## START

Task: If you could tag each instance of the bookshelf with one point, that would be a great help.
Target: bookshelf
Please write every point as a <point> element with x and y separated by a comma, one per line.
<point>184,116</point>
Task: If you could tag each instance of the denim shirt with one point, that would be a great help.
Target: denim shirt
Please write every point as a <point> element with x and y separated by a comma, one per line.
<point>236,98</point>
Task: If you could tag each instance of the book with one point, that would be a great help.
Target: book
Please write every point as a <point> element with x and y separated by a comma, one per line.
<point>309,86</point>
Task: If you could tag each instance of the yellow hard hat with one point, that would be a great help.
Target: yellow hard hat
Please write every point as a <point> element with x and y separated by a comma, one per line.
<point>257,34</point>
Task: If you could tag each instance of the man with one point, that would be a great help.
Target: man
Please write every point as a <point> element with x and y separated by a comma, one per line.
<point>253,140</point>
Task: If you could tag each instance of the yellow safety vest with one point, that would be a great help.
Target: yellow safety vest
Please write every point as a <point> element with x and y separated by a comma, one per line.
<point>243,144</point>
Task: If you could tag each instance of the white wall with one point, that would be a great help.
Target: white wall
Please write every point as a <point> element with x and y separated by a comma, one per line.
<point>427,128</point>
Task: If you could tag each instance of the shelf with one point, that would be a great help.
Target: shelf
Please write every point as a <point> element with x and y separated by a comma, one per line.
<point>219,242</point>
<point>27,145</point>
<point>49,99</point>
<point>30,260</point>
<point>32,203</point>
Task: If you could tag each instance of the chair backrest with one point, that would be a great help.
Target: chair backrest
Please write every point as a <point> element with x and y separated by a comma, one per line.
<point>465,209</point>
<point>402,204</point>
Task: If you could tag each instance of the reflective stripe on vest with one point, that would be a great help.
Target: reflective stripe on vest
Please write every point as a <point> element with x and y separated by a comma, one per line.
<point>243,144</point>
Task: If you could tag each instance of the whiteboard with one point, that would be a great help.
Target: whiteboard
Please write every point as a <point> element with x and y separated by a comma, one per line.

## END

# WHAT TO PRODUCE
Repeat the lines of the data above, word for word, from the line that contains "Task: If you could tag each instance of the yellow hard" through the line that contains "<point>257,34</point>", including both of those lines.

# RESULT FOR THIS EXERCISE
Task: If you could tag each instance of the yellow hard hat with one point, that would be a great help.
Target: yellow hard hat
Please write every point as a <point> element with x and y separated by a comma, one per line.
<point>257,34</point>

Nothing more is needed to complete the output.